**TASK OBJECTIVE**
Below are some records; reproduce every one of them exactly.

**RECORDS SUPPLIED**
#####
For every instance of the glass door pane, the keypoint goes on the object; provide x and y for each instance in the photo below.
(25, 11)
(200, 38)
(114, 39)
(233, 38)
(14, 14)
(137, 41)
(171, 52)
#####
**WRITTEN RESPONSE**
For every instance of the glass door pane, the keypoint goes on the object; provide x and y for each instance in the photo below.
(25, 11)
(200, 38)
(114, 39)
(233, 38)
(14, 14)
(137, 41)
(171, 52)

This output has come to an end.